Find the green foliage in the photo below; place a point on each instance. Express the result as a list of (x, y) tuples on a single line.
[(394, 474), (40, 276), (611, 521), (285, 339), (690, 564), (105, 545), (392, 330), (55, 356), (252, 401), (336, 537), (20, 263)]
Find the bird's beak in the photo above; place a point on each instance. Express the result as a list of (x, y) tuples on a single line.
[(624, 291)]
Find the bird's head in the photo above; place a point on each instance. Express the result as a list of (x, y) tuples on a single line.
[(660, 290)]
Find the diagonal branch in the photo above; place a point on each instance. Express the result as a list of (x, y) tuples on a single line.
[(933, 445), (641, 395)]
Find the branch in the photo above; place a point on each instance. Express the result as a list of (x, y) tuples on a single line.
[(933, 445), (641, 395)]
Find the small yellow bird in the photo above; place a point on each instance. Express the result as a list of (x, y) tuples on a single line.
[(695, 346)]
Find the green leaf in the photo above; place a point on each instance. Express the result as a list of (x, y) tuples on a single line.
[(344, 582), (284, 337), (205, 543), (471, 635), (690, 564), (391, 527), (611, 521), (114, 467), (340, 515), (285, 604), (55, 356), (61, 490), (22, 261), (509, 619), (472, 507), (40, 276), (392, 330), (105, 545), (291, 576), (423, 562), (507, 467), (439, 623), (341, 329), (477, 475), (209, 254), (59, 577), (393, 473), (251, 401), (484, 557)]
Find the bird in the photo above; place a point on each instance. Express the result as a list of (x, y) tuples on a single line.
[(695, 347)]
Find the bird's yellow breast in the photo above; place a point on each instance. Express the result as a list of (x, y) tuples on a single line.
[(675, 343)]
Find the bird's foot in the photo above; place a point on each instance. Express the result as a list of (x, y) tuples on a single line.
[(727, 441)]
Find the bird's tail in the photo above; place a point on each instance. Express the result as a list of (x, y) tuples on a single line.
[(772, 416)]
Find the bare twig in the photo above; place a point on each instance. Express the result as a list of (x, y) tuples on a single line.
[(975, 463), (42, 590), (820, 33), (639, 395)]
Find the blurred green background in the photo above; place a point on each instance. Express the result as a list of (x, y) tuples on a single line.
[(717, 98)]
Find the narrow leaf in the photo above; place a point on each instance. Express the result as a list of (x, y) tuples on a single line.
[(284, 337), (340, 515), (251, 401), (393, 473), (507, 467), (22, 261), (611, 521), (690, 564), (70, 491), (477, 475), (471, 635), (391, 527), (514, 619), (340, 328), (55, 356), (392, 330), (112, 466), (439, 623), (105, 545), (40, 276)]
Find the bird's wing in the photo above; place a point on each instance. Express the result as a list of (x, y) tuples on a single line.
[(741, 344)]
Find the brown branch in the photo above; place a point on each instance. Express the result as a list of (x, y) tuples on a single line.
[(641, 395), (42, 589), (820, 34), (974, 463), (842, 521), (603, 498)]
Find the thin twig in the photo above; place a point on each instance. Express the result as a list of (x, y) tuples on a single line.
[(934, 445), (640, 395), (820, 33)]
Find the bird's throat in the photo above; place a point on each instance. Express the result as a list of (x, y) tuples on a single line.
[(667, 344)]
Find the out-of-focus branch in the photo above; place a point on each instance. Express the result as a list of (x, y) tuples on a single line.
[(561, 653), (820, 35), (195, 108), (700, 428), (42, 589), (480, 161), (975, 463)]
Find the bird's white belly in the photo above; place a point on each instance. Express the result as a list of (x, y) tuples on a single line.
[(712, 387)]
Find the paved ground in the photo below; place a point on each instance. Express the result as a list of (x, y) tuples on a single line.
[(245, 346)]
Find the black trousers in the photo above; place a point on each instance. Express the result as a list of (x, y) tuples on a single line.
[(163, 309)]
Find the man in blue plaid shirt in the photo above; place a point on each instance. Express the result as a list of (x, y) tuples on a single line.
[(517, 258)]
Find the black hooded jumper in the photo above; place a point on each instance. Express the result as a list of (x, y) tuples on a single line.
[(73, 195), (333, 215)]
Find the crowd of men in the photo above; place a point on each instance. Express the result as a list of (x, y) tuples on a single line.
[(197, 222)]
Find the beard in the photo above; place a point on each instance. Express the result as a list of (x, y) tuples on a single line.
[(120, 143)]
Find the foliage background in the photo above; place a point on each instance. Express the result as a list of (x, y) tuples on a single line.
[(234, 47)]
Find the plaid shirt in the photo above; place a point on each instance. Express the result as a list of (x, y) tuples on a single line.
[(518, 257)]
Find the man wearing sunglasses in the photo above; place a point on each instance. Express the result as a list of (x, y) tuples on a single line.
● ● ● ●
= WRITTEN PROBLEM =
Copy all of the lines above word for word.

= SOLVED PROBLEM =
Find the green foliage in the photo below; place a point on each instance. Express the result as a list of (x, y) tuples on a single line.
[(394, 474), (40, 276), (611, 521), (285, 339), (690, 564), (105, 545), (392, 330), (55, 356), (252, 401), (336, 537), (20, 263)]
Find the bird's beak in the photo above; place a point on each instance. Express the result as a list of (x, y) tuples on a single line.
[(624, 291)]
Find the bird's head in the photo above; place a point on each instance. Express the result as a list of (x, y) tuples on a single line.
[(660, 290)]
Find the diagonal branch in the photo above; place a point on each instance. Express the result as a list of (x, y) tuples on a single line.
[(933, 445), (641, 395)]
Find the branch in the photo above; place a point on each instance. Express the result as a list of (x, y) tuples on a single line.
[(933, 445), (641, 395)]
Find the small yellow bird in the photo above; place a point on each instance. Express the result as a list of (x, y) tuples on a single line.
[(695, 346)]
Find the green leaf in the photo above; place a point on each instance. Express the result as a list of (x, y) tuples on a single line.
[(344, 582), (284, 337), (205, 543), (471, 635), (690, 564), (391, 527), (611, 521), (114, 467), (340, 515), (285, 604), (55, 356), (61, 490), (22, 261), (509, 619), (472, 507), (40, 276), (392, 330), (105, 545), (291, 576), (423, 562), (507, 467), (439, 623), (341, 329), (477, 475), (209, 254), (59, 577), (393, 473), (251, 401), (484, 557)]
Find the bird in the photo above; place a point on each instance. Express the result as a list of (x, y) tuples on a single line.
[(695, 347)]
Find the bird's yellow breast in the photo above; place a point on each instance. Express the result as a list of (x, y) tuples on a single line.
[(675, 343)]
Find the bird's foot in the photo above; place a point on each instance. Express the result as a list of (x, y) tuples on a single line.
[(727, 441)]
Find the bird's tail in the photo above; place a point on each instance. Express the result as a list of (x, y) tuples on a single line.
[(772, 416)]
Find the bare twig in the photo above; place a point on each instance. Express the result as a list of (x, y) tuples on a single line.
[(975, 463), (42, 590), (820, 33), (639, 395)]
Find the blurred green background in the photo above; place a point on each instance. Express the result as a list of (x, y) tuples on a single line.
[(717, 98)]
Find the narrow leaf in the photo above; place a point on each instance. Express the result as a list of (x, y) tuples on a single line.
[(284, 337), (340, 515), (251, 401), (393, 473), (507, 467), (22, 261), (611, 521), (690, 564), (70, 491), (477, 475), (471, 635), (391, 527), (514, 619), (340, 328), (55, 356), (392, 330), (112, 466), (439, 623), (105, 545), (40, 276)]
Find the bird's wing in the photo above; place a point on each instance. Express the result as a list of (x, y) tuples on a single line.
[(741, 344)]
Find the brown branch in the photo above; place a point on each instance. Express the result as a list of (x, y) tuples on a single line.
[(641, 395), (42, 589), (820, 34), (974, 463), (842, 521), (603, 498)]
Find the thin twig in the photo above; place a point on each instance. Express the result as a list of (x, y) tuples on a single line.
[(934, 445), (640, 395), (820, 33)]
Find the bird's throat in the photo above; place a point on each instance. Express the result as a list of (x, y) tuples on a single line.
[(667, 344)]
Find the out-of-focus branch in the photo above; place a point on each instance. Express the result as a list of (x, y) tuples on a single line.
[(561, 653), (820, 35), (195, 108), (700, 428), (42, 589), (480, 161), (975, 463)]
Find the bird's white belly in the photo above; place a point on each instance. Express the result as a list of (x, y) tuples on a single line.
[(712, 387)]
Find the paved ground in the photo below; place a point on each instance. Express the result as a list of (x, y) tuples on a single line.
[(245, 346)]
Find the black trousers in the photo above; place a point on each instance. Express the result as a list of (x, y) tuples on a single line.
[(163, 309)]
Find the man in blue plaid shirt in the photo above; place a point on each instance. Express the result as a list of (x, y) tuples on a single line.
[(517, 258)]
Find the black hooded jumper in the photo above; place a point on each instance. Express the result as a list of (x, y) tuples on a single line.
[(73, 195), (333, 215)]
Find the crowd of men in the photo above; place a point on each instance. Express the result as a list of (x, y) tuples on a single line.
[(197, 222)]
Find the beard in the photo above; place a point on each instance. Express the result as a list of (x, y) tuples on a single line.
[(120, 143)]
Find the foliage background in the photo above; place a point on each instance. Express the result as a list of (x, y) tuples on a single line.
[(234, 47)]
Find the plaid shirt in the photo above; place a point on each instance. Express the result as a list of (x, y) tuples on a single line.
[(518, 257)]
Find the man wearing sunglasses in the photo above; place a point on each instance. Express the result as a list of (x, y) tuples on a single line.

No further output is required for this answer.